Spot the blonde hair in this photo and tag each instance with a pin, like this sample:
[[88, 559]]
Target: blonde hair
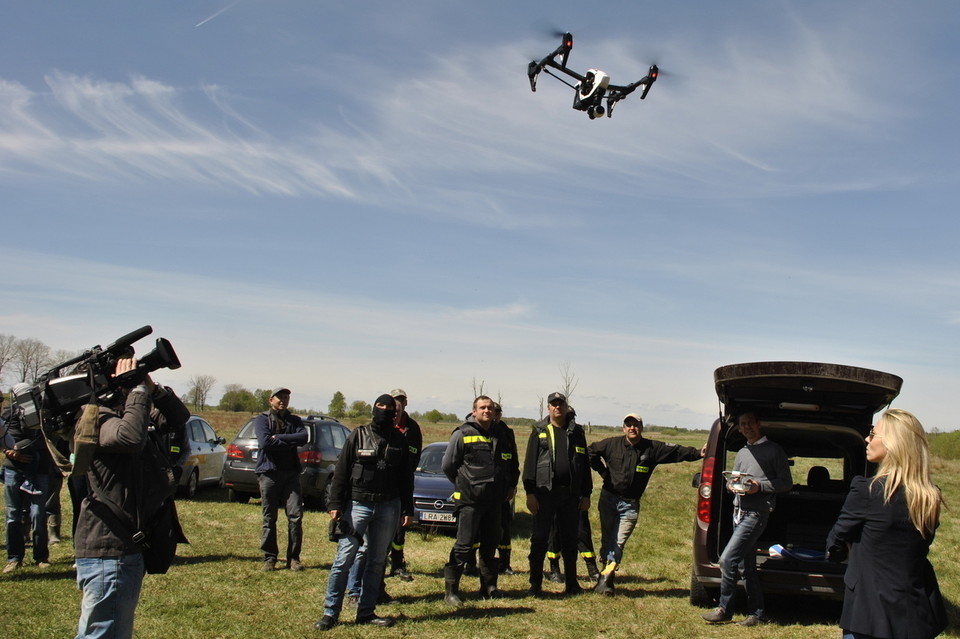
[[907, 464]]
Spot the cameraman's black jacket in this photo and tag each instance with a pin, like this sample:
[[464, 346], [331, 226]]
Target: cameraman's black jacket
[[539, 466], [482, 464], [373, 466]]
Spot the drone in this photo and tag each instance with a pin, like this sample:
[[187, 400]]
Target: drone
[[593, 86]]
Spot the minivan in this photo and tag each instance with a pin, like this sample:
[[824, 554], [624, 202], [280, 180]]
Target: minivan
[[820, 415]]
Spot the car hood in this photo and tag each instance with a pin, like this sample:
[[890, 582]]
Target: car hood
[[808, 390], [432, 486]]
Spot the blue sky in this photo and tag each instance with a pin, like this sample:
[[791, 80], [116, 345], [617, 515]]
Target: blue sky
[[359, 196]]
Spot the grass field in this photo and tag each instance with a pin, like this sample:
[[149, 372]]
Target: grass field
[[216, 588]]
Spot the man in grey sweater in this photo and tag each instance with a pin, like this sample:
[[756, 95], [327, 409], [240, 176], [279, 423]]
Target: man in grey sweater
[[764, 472]]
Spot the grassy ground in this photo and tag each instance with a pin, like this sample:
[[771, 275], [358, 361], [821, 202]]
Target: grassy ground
[[217, 590]]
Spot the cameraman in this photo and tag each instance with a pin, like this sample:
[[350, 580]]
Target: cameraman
[[110, 565]]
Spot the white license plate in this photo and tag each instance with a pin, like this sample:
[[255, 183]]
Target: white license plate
[[447, 517]]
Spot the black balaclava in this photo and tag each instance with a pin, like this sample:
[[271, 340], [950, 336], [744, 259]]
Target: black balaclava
[[383, 417]]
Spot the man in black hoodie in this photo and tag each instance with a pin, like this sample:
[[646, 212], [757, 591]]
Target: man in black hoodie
[[371, 491]]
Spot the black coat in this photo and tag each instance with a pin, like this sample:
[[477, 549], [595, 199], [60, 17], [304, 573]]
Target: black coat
[[891, 589]]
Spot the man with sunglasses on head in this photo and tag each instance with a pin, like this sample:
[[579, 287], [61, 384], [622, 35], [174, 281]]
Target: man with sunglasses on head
[[556, 478], [625, 463]]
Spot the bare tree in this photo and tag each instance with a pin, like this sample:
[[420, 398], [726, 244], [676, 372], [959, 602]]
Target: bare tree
[[200, 387], [30, 358], [6, 351], [570, 380]]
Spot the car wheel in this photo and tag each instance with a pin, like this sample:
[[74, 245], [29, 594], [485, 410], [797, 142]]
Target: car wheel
[[700, 595]]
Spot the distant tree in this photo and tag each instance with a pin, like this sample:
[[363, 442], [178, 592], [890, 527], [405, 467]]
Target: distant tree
[[200, 387], [236, 398], [30, 358], [262, 397], [338, 406], [359, 408]]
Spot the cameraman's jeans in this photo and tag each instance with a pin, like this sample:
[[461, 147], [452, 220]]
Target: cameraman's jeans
[[618, 518], [740, 555], [376, 523], [281, 488], [18, 502], [111, 589]]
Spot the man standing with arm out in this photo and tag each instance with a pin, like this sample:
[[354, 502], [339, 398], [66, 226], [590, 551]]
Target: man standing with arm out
[[279, 433], [556, 478], [769, 470], [481, 461], [371, 491], [626, 463]]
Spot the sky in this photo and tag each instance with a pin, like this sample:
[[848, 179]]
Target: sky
[[359, 196]]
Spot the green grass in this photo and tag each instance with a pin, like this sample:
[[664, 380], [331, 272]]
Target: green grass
[[217, 590]]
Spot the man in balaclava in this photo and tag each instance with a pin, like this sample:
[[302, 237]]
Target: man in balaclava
[[371, 492]]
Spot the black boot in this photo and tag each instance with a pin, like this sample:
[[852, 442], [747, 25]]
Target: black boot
[[554, 573], [488, 580], [571, 585], [451, 582], [605, 585], [592, 571]]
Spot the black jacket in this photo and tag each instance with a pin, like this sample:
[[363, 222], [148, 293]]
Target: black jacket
[[374, 466], [538, 464], [626, 468], [482, 464], [891, 589]]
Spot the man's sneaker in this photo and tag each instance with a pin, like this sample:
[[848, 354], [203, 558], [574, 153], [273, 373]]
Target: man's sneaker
[[717, 615], [373, 620], [753, 620], [325, 623]]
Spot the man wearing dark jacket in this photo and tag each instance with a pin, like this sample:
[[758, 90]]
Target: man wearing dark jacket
[[110, 565], [556, 478], [481, 462], [279, 433], [626, 463], [371, 491]]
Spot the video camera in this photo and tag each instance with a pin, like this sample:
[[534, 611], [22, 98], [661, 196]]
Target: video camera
[[54, 399]]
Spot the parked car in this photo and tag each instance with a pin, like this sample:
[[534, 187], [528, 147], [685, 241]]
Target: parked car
[[819, 414], [207, 454], [317, 457], [432, 491]]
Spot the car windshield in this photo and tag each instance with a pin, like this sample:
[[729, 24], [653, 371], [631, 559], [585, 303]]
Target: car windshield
[[431, 459]]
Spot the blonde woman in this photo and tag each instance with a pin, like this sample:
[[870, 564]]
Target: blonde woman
[[889, 522]]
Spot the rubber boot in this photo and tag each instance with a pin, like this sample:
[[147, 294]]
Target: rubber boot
[[505, 568], [451, 583], [554, 573], [53, 529], [488, 580], [571, 585], [592, 571]]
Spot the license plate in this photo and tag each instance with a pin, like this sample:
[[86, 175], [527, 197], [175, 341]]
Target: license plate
[[446, 517]]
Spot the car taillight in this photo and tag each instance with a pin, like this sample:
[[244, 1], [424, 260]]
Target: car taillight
[[311, 456], [705, 491]]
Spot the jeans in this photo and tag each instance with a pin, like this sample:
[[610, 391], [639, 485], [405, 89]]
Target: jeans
[[281, 488], [376, 523], [740, 555], [18, 502], [111, 589], [618, 518]]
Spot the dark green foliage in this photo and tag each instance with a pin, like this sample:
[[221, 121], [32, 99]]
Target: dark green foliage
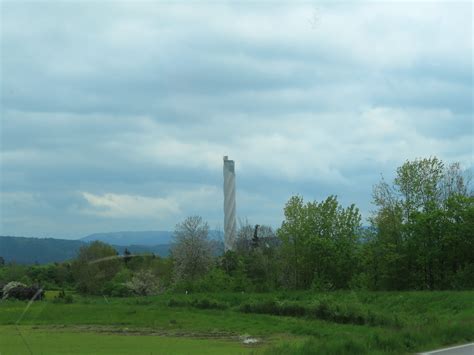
[[95, 264], [319, 243], [63, 297], [423, 230], [324, 309]]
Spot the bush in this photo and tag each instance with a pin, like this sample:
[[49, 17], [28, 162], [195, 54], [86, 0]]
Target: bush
[[63, 297]]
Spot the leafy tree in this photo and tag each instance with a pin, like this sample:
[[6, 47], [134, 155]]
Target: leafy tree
[[319, 242], [422, 225], [192, 249], [95, 264]]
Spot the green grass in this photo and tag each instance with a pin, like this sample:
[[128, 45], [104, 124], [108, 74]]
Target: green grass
[[44, 341], [337, 322]]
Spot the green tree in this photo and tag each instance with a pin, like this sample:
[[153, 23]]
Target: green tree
[[422, 223], [95, 264], [319, 243], [192, 249]]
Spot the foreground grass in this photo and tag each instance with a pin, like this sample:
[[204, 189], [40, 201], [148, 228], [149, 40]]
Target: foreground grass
[[54, 341], [339, 322]]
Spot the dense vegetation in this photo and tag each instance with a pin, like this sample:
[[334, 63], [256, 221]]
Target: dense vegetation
[[421, 238], [287, 322]]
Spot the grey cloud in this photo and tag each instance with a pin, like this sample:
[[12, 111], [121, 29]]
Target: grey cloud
[[144, 99]]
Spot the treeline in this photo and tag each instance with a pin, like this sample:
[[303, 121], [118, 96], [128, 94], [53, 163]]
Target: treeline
[[421, 237]]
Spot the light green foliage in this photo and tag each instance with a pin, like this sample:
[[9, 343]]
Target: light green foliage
[[144, 283], [192, 249], [319, 243], [423, 229]]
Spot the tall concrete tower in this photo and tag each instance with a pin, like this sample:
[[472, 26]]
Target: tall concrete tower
[[230, 227]]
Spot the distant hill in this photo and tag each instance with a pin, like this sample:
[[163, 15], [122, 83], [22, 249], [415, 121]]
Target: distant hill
[[132, 238], [46, 250], [141, 238]]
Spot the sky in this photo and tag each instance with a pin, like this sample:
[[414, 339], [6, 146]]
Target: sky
[[115, 116]]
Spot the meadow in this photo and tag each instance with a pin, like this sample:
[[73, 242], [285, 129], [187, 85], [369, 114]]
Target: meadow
[[214, 323]]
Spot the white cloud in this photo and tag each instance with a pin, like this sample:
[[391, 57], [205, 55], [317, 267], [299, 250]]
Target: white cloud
[[126, 206]]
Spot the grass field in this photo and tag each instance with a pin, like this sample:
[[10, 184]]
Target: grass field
[[287, 322]]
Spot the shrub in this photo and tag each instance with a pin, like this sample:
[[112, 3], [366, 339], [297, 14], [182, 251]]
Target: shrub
[[63, 297]]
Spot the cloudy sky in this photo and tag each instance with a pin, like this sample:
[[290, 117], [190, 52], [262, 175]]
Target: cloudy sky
[[116, 115]]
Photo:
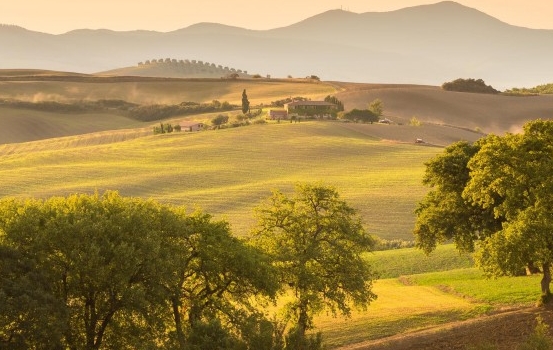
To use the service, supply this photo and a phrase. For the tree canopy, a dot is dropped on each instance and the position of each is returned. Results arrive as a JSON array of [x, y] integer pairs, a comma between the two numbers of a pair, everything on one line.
[[469, 85], [494, 194], [105, 271], [360, 115], [315, 240]]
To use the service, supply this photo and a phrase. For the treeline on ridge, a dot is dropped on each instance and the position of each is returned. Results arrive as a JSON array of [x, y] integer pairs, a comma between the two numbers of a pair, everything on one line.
[[469, 85]]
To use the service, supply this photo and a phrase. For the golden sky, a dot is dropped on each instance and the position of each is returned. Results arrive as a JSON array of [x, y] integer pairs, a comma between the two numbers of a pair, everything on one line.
[[60, 16]]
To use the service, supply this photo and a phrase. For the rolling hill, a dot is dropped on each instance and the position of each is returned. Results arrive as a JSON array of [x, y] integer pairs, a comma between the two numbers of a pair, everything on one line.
[[426, 44]]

* **ACTIVITY**
Please, from the entries above, set down exactly the lines from the one containing "[[363, 222], [148, 293]]" through the one containing "[[848, 354], [203, 558], [574, 153], [273, 373]]", and only those.

* **ANSWER SECTION**
[[363, 222], [148, 293]]
Target: black jacket
[[374, 466], [538, 464], [626, 468], [482, 464], [891, 589]]
Spot the man's sneaker in this photo and tag each instance with a pin, like this sample:
[[848, 354], [203, 558], [574, 153], [273, 373]]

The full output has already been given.